◆ WHAT TO PRODUCE ◆
Write the records out again, precisely as they stand.

### DATASET ENTRIES

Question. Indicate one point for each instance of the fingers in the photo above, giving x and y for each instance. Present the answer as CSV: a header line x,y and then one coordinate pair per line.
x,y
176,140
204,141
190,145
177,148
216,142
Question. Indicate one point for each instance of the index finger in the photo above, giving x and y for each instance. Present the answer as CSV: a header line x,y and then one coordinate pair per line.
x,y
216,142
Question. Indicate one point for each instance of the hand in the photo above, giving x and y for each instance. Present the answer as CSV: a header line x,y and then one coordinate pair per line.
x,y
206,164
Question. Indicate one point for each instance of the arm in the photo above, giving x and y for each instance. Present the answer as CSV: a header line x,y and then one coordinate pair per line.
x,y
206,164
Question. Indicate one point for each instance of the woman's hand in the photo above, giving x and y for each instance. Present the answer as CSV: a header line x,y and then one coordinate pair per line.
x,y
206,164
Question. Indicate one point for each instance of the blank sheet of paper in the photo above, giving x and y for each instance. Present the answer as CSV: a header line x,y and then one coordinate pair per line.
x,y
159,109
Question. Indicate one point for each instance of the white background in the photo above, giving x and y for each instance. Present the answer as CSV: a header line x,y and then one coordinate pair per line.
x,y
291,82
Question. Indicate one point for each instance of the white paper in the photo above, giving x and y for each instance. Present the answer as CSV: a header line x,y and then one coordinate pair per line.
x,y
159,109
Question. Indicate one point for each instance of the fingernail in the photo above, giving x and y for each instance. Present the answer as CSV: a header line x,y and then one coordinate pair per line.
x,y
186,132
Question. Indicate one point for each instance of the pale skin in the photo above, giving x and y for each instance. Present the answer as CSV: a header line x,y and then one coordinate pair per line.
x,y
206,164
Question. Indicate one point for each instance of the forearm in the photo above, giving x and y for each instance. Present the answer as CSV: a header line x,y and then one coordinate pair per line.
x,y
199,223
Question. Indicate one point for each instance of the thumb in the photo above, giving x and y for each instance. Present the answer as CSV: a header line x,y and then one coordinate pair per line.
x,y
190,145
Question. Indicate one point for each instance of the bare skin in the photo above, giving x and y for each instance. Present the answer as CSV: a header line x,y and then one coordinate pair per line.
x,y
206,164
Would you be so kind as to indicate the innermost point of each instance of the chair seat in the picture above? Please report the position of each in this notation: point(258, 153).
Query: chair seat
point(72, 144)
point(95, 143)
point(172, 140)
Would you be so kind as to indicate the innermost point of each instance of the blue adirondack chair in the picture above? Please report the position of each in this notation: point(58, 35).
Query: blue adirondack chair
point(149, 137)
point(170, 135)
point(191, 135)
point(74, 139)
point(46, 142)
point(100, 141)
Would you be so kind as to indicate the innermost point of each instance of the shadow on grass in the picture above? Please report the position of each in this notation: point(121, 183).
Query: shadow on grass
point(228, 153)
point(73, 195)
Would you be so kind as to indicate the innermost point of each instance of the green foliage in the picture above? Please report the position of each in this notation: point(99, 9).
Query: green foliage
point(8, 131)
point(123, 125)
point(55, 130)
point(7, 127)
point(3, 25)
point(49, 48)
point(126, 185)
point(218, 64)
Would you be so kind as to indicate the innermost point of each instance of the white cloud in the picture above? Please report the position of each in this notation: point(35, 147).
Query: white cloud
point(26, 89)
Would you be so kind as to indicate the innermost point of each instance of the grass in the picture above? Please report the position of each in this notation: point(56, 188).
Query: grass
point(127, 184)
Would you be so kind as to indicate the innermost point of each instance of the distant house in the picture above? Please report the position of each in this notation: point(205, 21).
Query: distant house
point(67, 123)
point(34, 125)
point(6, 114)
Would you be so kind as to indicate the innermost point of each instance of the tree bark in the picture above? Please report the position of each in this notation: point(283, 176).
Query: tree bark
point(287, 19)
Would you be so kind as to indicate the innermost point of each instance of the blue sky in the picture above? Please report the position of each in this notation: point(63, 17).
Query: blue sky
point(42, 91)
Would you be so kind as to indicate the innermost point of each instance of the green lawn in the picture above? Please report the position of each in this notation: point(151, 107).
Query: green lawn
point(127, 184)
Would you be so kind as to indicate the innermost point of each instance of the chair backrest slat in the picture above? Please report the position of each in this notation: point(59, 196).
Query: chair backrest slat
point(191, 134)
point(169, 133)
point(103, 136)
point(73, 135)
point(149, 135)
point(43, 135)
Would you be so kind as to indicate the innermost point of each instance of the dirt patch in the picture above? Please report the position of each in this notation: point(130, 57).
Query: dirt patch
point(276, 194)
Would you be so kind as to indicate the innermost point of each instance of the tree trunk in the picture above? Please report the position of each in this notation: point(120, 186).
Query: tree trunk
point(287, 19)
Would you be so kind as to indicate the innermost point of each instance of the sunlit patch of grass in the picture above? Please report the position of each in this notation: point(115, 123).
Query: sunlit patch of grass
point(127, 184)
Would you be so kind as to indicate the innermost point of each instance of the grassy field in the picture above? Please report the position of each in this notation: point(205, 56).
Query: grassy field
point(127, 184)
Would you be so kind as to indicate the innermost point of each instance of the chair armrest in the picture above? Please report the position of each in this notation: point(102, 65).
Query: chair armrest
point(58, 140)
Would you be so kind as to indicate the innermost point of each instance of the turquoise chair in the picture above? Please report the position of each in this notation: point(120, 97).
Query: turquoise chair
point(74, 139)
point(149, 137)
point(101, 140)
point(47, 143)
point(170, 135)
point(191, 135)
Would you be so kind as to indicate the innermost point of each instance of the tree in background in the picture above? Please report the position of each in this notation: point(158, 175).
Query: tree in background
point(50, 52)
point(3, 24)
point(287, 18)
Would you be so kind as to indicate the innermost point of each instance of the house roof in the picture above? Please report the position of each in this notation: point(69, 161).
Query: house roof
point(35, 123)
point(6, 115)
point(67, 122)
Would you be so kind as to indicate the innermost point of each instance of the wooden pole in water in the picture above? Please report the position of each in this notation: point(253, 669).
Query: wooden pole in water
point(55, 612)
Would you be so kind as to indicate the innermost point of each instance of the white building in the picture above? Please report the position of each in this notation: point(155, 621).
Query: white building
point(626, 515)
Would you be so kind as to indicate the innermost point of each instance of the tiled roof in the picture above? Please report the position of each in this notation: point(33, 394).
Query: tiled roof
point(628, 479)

######

◆ SOLVED PROBLEM ◆
Question. Indicate one point for each instance of the fingers in the photo above, giving x and y for each instance. Present the answer as CSV: a header line x,y and then one coordinate pair per line.
x,y
176,140
204,141
190,145
177,148
216,142
Question. Indicate one point for each instance of the index finger in the photo above, giving x and y for each instance. Present the answer as CSV: a header line x,y and then one coordinate pair per line.
x,y
216,142
Question. Indicate one point for each instance of the hand in the photo above, giving x and y for each instance. Present the answer as CSV: a header line x,y and then one coordinate pair per line.
x,y
206,164
Question. Indicate one point for each instance of the arm in the photo above, giving x and y for each instance. Present the answer as CSV: a header line x,y and then one coordinate pair per line.
x,y
206,164
Question. Indicate one point for each instance of the woman's hand in the photo above, giving x and y for each instance. Present the answer as CSV: a header line x,y and then one coordinate pair per line.
x,y
206,164
Question. Indicate one point for each instance of the blank sheet of paper in the photo above, giving x and y for each instance. Present the answer as CSV: a header line x,y and then one coordinate pair per line.
x,y
159,109
Question. Indicate one point for each instance of the white background in the photo above, giving x and y for each instance. Present the answer as CSV: a header line x,y and then one coordinate pair per line.
x,y
291,82
Question. Indicate one point for each instance of the white paper in the photo above, giving x and y for each instance. Present the answer as CSV: a header line x,y and then one coordinate pair per line.
x,y
159,109
Question. Indicate one point for each instance of the fingernail in the photo above, giving x and y for each instance. Present the answer as CSV: a header line x,y and then one coordinate pair per line.
x,y
186,132
Question. Indicate one point for each instance of the pale skin in the photo above, giving x and y for each instance. Present the answer as CSV: a header line x,y and then one coordinate pair per line.
x,y
206,164
Question. Indicate one point for each instance of the forearm in the photo above, giving x and y for each instance. Present the answer as CSV: a header line x,y and then one coordinate pair per line.
x,y
199,223
Question. Indicate one point for each instance of the thumb in the photo above, giving x and y for each instance. Present the answer as CSV: a header line x,y and then one coordinate pair per line.
x,y
190,145
Question. Indicate one point for each instance of the bare skin in the photo above, giving x and y for each instance. Present the answer as CSV: a header line x,y and then one coordinate pair per line.
x,y
206,164
Would you be so kind as to indicate the innermost point of each instance of the chair seat in the picture above? Please report the position of each in this notation: point(258, 153).
Query: chair seat
point(72, 144)
point(95, 143)
point(172, 140)
Would you be so kind as to indicate the innermost point of each instance of the blue adirondack chair in the picture above? Please report the position of each in this notation: point(58, 35).
Query: blue adirondack chair
point(149, 137)
point(170, 135)
point(191, 135)
point(74, 139)
point(46, 142)
point(100, 141)
Would you be so kind as to indicate the innermost point of each instance of the shadow on grass in the picture above? Please report the position of each in this notation: point(121, 183).
Query: shadow on grass
point(228, 153)
point(73, 195)
Would you be so kind as to indicate the innermost point of each instance of the green foliage in the picture above? Please report the position of each in this notation: point(99, 9).
Query: green foliage
point(8, 131)
point(123, 125)
point(55, 130)
point(7, 127)
point(3, 25)
point(49, 48)
point(126, 185)
point(218, 64)
Would you be so kind as to indicate the innermost point of each instance of the white cloud in the picture above? Please report the position of each in this notation: point(35, 147).
Query: white cloud
point(26, 89)
Would you be so kind as to indicate the innermost point of each instance of the grass in the picture above? Please report the position of each in this notation: point(56, 188).
Query: grass
point(127, 184)
Would you be so kind as to indicate the innermost point of each instance of the distant house in the picture above? Please report the position of each in this notation: point(205, 21).
Query: distant house
point(67, 123)
point(34, 125)
point(6, 114)
Would you be so kind as to indicate the innermost point of each instance of the tree bark in the picture above? Please report the position of each in this notation: point(283, 176).
Query: tree bark
point(287, 19)
Would you be so kind as to indicate the innermost point of each instance of the blue sky in the picture above? Please report the position of each in this notation: point(63, 17).
Query: blue sky
point(42, 91)
Would you be so kind as to indicate the innermost point of each instance of the green lawn in the picture above? Please report the position of each in this notation: point(151, 107).
Query: green lawn
point(127, 184)
Would you be so kind as to indicate the innermost point of each instance of the chair backrest slat in the picture above? Please report the position of each in this notation: point(59, 196).
Query: chair backrest slat
point(191, 134)
point(169, 133)
point(103, 136)
point(73, 135)
point(149, 135)
point(43, 135)
Would you be so kind as to indicate the innermost point of each instance of the dirt patch in the picture above? Please report the position of each in this notation: point(130, 57).
Query: dirt patch
point(276, 194)
Would you be so kind as to indicate the innermost point of each instance of the tree trunk in the picture above? Please report the position of each in this notation: point(120, 186).
Query: tree trunk
point(287, 19)
Would you be so kind as to indicate the innermost point of each instance of the sunlit patch of grass in the picture above? Please report the position of each in this notation: point(115, 123).
Query: sunlit patch of grass
point(127, 184)
Would you be so kind as to indicate the innermost point of each instance of the grassy field in the picture above? Please report the position of each in this notation: point(205, 56).
Query: grassy field
point(127, 184)
Would you be so kind as to indicate the innermost point of each instance of the chair armrest in the picture above? Please report the position of each in this notation: point(102, 65).
Query: chair armrest
point(58, 140)
Would you be so kind as to indicate the innermost point of each instance of the turquoise chair in the picture above? Please report the position of each in this notation: point(120, 97).
Query: turquoise chair
point(74, 139)
point(149, 137)
point(101, 140)
point(47, 143)
point(170, 135)
point(191, 135)
Would you be so kind as to indicate the innermost point of each instance of the tree in background in the picture above? Please report the position of each in this notation: point(158, 175).
Query: tree in background
point(50, 52)
point(3, 24)
point(287, 18)
Would you be so kind as to indicate the innermost point of each instance of the house roof in the picture above? Please report the position of each in this notation: point(69, 161).
Query: house roof
point(35, 123)
point(6, 115)
point(67, 122)
Would you be so kind as to indicate the innermost point of each instance of the wooden pole in water in the picture above? Please report the position of each in this notation: point(253, 669).
Query: wooden pole in water
point(55, 612)
Would you be so kind as to indicate the innermost point of each instance of the white building in the picture above? Please report the position of each in this notation: point(155, 621).
Query: white building
point(626, 515)
Would you be so kind as to indicate the innermost point of each instance of the tiled roof in the picture above? Please report the position of each in this notation: point(33, 394).
Query: tiled roof
point(628, 479)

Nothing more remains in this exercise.